Begin

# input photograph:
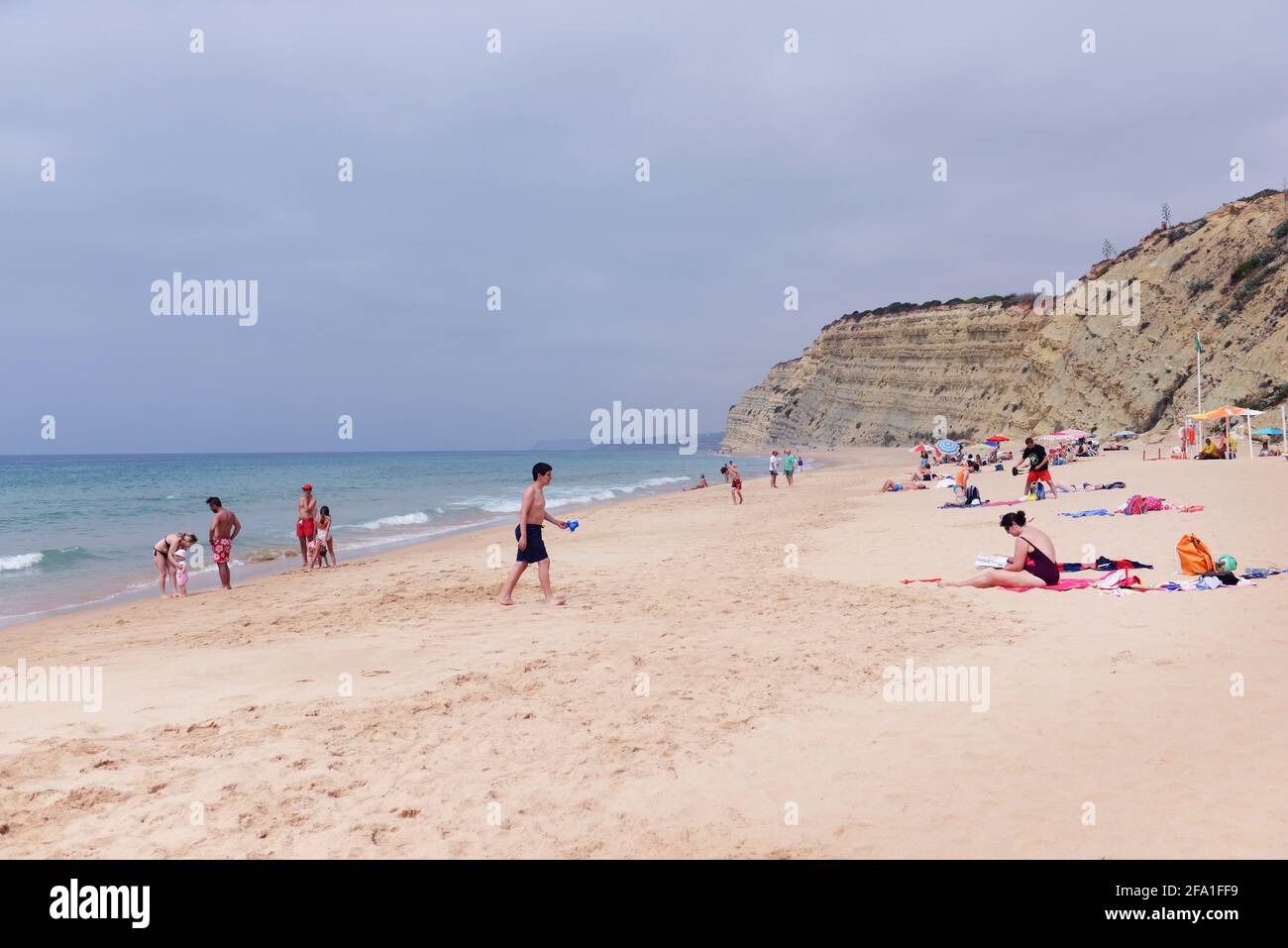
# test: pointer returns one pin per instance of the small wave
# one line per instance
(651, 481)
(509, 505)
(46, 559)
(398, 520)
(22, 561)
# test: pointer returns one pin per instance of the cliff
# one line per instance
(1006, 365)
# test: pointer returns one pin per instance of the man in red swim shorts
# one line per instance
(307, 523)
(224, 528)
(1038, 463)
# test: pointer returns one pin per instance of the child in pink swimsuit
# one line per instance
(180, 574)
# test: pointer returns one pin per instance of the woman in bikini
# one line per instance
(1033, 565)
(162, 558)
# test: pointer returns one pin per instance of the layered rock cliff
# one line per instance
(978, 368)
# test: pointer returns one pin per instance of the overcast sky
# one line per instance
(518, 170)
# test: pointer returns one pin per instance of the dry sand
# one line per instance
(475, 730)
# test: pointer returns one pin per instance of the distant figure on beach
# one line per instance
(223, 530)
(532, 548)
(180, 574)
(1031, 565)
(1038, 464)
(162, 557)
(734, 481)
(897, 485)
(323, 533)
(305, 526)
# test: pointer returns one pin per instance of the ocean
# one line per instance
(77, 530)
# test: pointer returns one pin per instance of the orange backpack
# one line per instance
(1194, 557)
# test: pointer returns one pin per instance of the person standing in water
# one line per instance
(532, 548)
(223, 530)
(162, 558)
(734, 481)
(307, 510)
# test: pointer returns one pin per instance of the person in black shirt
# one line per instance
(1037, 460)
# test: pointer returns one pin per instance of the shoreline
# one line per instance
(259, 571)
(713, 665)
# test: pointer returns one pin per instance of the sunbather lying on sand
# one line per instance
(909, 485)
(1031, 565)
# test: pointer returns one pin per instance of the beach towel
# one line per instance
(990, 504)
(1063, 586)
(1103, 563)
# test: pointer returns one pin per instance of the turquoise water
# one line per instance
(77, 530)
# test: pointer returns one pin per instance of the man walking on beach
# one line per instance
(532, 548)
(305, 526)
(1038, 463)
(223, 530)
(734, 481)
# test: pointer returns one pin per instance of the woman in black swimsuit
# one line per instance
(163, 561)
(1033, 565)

End

=== DIRECTIVE ===
Can you arrange all the lines above as a numbered list, skipping any blank lines and leaving the picture out of your answer?

=== EXERCISE ANSWER ===
1. # input photograph:
2. # test: pointer returns one pin per instance of the small wave
3. # one line per instance
4. (651, 481)
5. (509, 505)
6. (46, 559)
7. (398, 520)
8. (22, 561)
9. # test: pointer returns one pin per instance of the cliff
10. # one line per instance
11. (1006, 365)
12. # test: pointer returns one pin per instance of the man in red swim shorts
13. # one line per instance
14. (307, 523)
15. (224, 528)
16. (1038, 463)
17. # test: pointer returns one pin per instance of the child in pink swimsuit
18. # one line per instance
19. (180, 574)
20. # test: pointer returns one pin per instance of the woman in bikini
21. # one line per instance
22. (1033, 565)
23. (162, 558)
24. # test: pointer returns one pin per instance of the layered rock cliff
25. # one line per instance
26. (978, 368)
27. # test: pointer returns one pin per instance of the overcast sky
28. # one line per instance
29. (518, 170)
30. # test: pointer returns one pin per instance of the dry sand
31. # one line per instance
32. (475, 730)
33. # test: pointer returns one pin per instance of the distant figure on beach
34. # one line per instance
35. (223, 530)
36. (532, 548)
37. (180, 574)
38. (1031, 565)
39. (1038, 464)
40. (162, 557)
41. (734, 481)
42. (897, 485)
43. (323, 533)
44. (305, 526)
45. # test: pointer returns one pin per instance of the ocean
46. # one line per instance
47. (77, 530)
48. # test: pointer returns one pin per instance of the orange backpack
49. # one line per instance
50. (1194, 557)
51. # test: pointer returns one pin per instance of the person standing in water
52. # one line per instance
53. (532, 548)
54. (223, 530)
55. (162, 558)
56. (734, 481)
57. (307, 510)
58. # test: pointer returns one pin per instance of the person in black shirt
59. # one line per instance
60. (1037, 460)
61. # test: pointer returns one pin per instance of the shoreline
62. # one line per instance
63. (259, 571)
64. (713, 665)
65. # test: pointer returns one pin per instance of the sunbather lying on sand
66. # one line per instance
67. (909, 485)
68. (1031, 565)
69. # test: pointer returns one pin per instance of the beach towel
70. # one line per instance
71. (990, 504)
72. (1063, 586)
73. (1103, 563)
74. # test: pointer returns one pin per instance of the turquoise water
75. # one line per instance
76. (77, 530)
77. # test: pointer returns one pin per instance of the man walking on beach
78. # one line per instance
79. (532, 548)
80. (305, 526)
81. (1038, 463)
82. (223, 530)
83. (734, 481)
84. # test: pointer returns one pin per instance of the woman in black swimsuit
85. # one line per instance
86. (163, 561)
87. (1033, 565)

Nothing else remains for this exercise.